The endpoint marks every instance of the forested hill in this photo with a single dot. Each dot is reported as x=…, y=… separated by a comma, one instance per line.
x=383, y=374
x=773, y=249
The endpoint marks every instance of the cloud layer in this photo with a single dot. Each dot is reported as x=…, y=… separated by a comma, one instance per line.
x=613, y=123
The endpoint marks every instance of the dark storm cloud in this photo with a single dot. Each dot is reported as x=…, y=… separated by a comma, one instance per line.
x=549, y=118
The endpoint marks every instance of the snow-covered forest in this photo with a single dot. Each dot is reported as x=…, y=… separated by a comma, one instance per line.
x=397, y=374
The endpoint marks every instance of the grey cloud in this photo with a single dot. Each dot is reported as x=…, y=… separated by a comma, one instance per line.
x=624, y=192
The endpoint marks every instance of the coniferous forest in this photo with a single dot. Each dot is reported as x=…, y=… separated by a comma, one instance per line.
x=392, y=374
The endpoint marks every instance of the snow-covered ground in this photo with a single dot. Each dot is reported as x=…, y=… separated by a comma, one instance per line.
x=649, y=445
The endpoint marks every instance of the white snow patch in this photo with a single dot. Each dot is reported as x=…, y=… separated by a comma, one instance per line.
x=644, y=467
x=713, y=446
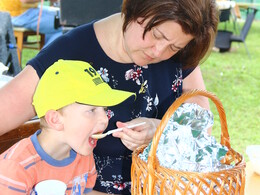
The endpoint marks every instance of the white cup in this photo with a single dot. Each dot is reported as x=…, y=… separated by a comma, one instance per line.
x=50, y=187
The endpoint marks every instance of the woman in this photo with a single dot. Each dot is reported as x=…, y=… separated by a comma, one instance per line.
x=152, y=48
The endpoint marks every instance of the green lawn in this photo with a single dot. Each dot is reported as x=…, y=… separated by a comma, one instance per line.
x=235, y=79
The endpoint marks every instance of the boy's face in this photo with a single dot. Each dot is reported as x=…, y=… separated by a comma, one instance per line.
x=80, y=122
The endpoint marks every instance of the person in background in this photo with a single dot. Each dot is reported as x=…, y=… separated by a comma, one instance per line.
x=70, y=101
x=25, y=13
x=153, y=48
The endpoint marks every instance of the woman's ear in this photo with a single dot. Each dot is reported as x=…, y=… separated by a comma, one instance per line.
x=54, y=120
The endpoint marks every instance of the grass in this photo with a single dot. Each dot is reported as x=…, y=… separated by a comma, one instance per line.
x=235, y=79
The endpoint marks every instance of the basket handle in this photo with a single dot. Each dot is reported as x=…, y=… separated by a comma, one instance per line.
x=225, y=140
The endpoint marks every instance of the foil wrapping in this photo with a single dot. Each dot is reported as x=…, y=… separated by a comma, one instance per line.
x=185, y=143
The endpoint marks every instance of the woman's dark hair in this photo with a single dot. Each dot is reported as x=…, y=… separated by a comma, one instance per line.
x=197, y=17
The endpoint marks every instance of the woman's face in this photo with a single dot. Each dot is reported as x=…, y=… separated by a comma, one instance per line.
x=160, y=43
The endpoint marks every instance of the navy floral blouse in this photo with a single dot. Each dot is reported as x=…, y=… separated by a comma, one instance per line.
x=156, y=86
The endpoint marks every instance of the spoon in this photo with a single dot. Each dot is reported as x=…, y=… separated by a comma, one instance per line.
x=100, y=136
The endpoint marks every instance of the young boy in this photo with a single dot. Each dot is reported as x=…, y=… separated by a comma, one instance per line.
x=69, y=100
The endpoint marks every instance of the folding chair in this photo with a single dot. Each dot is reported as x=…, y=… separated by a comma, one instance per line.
x=15, y=135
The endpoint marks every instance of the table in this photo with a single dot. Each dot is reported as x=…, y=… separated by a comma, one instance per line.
x=252, y=181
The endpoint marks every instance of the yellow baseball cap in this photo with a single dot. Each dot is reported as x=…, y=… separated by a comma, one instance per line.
x=70, y=81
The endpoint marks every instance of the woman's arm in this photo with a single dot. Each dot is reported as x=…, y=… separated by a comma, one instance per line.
x=16, y=100
x=195, y=81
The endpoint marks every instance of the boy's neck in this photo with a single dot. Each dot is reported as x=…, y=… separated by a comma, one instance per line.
x=50, y=142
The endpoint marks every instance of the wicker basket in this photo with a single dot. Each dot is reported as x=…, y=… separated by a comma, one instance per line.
x=150, y=178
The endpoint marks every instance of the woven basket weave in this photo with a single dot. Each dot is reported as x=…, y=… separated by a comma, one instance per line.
x=150, y=178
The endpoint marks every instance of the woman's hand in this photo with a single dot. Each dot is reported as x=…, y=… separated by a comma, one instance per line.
x=133, y=138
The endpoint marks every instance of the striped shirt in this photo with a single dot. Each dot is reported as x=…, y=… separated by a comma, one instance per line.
x=25, y=164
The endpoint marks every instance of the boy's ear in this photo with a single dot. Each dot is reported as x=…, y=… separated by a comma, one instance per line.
x=54, y=119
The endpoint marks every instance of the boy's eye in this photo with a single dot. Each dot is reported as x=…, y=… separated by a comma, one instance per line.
x=174, y=49
x=156, y=34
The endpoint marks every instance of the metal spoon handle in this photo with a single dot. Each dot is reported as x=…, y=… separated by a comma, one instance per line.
x=120, y=129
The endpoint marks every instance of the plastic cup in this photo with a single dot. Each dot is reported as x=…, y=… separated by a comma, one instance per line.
x=50, y=187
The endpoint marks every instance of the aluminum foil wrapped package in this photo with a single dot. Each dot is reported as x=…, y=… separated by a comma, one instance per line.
x=185, y=143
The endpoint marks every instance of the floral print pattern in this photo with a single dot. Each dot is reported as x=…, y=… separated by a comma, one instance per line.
x=136, y=75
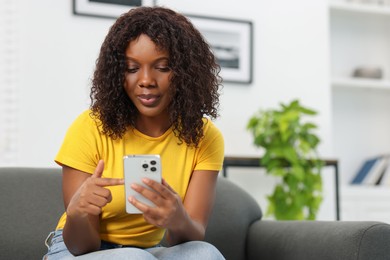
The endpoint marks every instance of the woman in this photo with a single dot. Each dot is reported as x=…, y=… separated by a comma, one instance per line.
x=155, y=81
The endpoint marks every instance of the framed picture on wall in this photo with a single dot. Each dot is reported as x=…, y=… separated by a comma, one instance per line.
x=231, y=41
x=107, y=8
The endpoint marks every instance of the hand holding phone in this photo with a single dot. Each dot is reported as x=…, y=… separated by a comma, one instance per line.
══════════
* [CONSEGNA]
Sostituisci "single dot" con "small cross" in tutte le righe dell'elenco qui sopra e riscrivile lasciando invariato tutto il resto. Ometti le immagini dalla risposta.

* [RISPOSTA]
The endpoint marks every instance of the forested hill in this photo with a small cross. Each dot is reported as x=…, y=… separated by a comma, one instance per line.
x=383, y=374
x=773, y=249
The endpoint marks every instance of the cloud layer in this photo with a small cross. Each dot is reported as x=…, y=… separated by a comma, one instance per line.
x=613, y=123
The endpoint marks every instance of the dark storm cloud in this photo with a small cross. Each dot is reported as x=…, y=… separated by a comma, one instance per line.
x=549, y=118
The endpoint marks every instance of the snow-covered forest in this photo with a small cross. Each dot is reported as x=…, y=… separated by a comma, one instance per line.
x=397, y=374
The endpoint marks every instance of the grey cloud in this photo with a small cross. Each dot is reported as x=…, y=… separated by a comma, one instance per line.
x=624, y=192
The endpoint marks every instance of the coniferous forest in this photo with a small cross. Each dot is reported as x=…, y=… separated by a comma, one instance per line.
x=392, y=374
The endpoint marks every instance of the snow-covered ground in this photo with a small cross. Each dot is reported as x=…, y=… separated by a comma, one instance per line.
x=649, y=445
The endpoint marks every instance of the white snow patch in this photo with a small cross. Each dot is reported as x=…, y=… separated by a comma, one instance per line.
x=644, y=467
x=713, y=446
The endpoint marks every instance of the white cup in this photo with a small cross. Each dot is reported as x=…, y=… separated by a comma, one instance per line.
x=50, y=187
The endpoint marks every instance of the woman in this photo with a small cross. Each dot is reported as x=…, y=… separated by a comma, one instance per line.
x=152, y=48
The endpoint marks every instance of the green lawn in this photo with a small cross. Each dot is reported as x=…, y=… separated by a comma, one instance per line.
x=235, y=79
The endpoint marks every instance of the boy's face in this photo with a small cross. Each dot is reported as x=…, y=… separated by a comma, one instance per line.
x=80, y=122
The endpoint marks every instance of the person in background in this photo with a small cross. Each dot is reported as x=…, y=… separated by a comma, one instance per line.
x=70, y=101
x=25, y=13
x=153, y=48
The endpoint marks every instance of the woman's ear in this photo with a small cross. Each dot is reported as x=…, y=… separated by a comma, one instance per line.
x=54, y=120
The endpoint marks every instance of the grass in this photo with a small cross. Each dot is reported as x=…, y=… separated by a comma, one instance per line.
x=235, y=79
The endpoint marks every instance of the basket handle in this photo with a small cross. Each dot is reported as x=…, y=… separated by a comma, one instance per line.
x=225, y=140
The endpoint marks every instance of the foil wrapping in this photo with a small cross. Each dot is reported as x=…, y=… separated by a comma, one instance per line.
x=185, y=143
The endpoint marks every instance of the woman's dark hair in this photo with a small cross. Each dot is reported as x=…, y=… separated by a comma, one instance per line.
x=197, y=17
The endpoint marks every instance of the woman's face in this photo with a small cross. Each dot is reported as x=…, y=… separated by a comma, one instance per line.
x=160, y=43
The endpoint marks every instance of the navy floral blouse in this photo with a small cross. Each dot is reported as x=…, y=… separated by a comma, one instance per line.
x=156, y=86
The endpoint marks every instance of the spoon in this photo with a small cross. Each dot is reported as x=…, y=… separated by a comma, one instance per line.
x=100, y=136
The endpoint marks every instance of the young boy in this photo with a small cross. Each dot is reported as x=…, y=… separated by a comma, one instance per line.
x=69, y=100
The endpoint marks every instance of the folding chair in this photo with a small cross. Each dot is reported as x=…, y=… separated by a comma, one instance per line.
x=15, y=135
The endpoint marks every instance of the table in this photo with a small cross. Each dot is reported as x=…, y=… separated by a comma, one instance per line.
x=252, y=181
The endpoint marks every instance of the yellow baseball cap in this photo with a small cross. Each dot is reported as x=…, y=… separated by a comma, one instance per line.
x=70, y=81
The endpoint marks every instance of the woman's arm in this photo with a small cross. Each dot is reported as x=…, y=… separated by a comma, one instance per line.
x=16, y=100
x=195, y=81
The endpoint marks every instance of the boy's neck in this photo with a small cross. Each dot is reported as x=…, y=… separated by a comma, one instance per line.
x=50, y=142
The endpoint marks every instance of the wicker basket in this photo with a small cross. Each dot is reported as x=…, y=… separated by a comma, one instance per line.
x=150, y=178
The endpoint marks every instance of the woven basket weave in this photo with a small cross. Each dot is reported as x=…, y=… separated by a comma, one instance per line.
x=150, y=178
The endpoint marks every instance of the woman's hand in this photo with a small cross. Each dot is reported as x=…, y=… separated by a comma, one instance per line.
x=133, y=138
The endpoint marks every instance of the striped shirt in this photo with a small cross. Each dot is reported as x=…, y=… separated by a comma, one instance per line.
x=25, y=164
The endpoint marks every instance of the boy's ear in this photo with a small cross. Each dot is reported as x=…, y=… separated by a comma, one instance per line.
x=54, y=119
The endpoint marks every instance of the boy's eye in this photo with a small cross. Each dot is reported as x=…, y=… separated by a comma, one instance per line.
x=174, y=49
x=156, y=34
The endpoint marks every instance of the metal spoon handle in this photo with a small cross. Each dot is reported as x=…, y=… separated by a comma, one instance per line.
x=120, y=129
The endpoint marks every instance of the plastic cup in this photo with a small cross. Each dot is reported as x=…, y=… separated by a comma, one instance per line.
x=50, y=187
The endpoint marks every instance of the aluminum foil wrapped package in this photo with a small cross. Each dot is reported as x=…, y=… separated by a comma, one instance per line.
x=185, y=143
The endpoint marks every instance of the floral print pattern in this photo with a small cross. Each dot is reported as x=…, y=… separated by a comma, one instance per line.
x=136, y=75
The endpoint marks every instance of the woman in this photo with a small cross. Each dot is reported as x=…, y=… separated by a comma, one instance per line.
x=155, y=81
The endpoint marks every instance of the framed picture on wall in this photo with a small cross. Each dot is reported as x=…, y=… separated by a comma, one instance per line.
x=231, y=41
x=107, y=8
The endpoint marks every instance of the hand holding phone in this photo with a small cross. Each dot is reported as x=…, y=… separated by a comma, one instance per line.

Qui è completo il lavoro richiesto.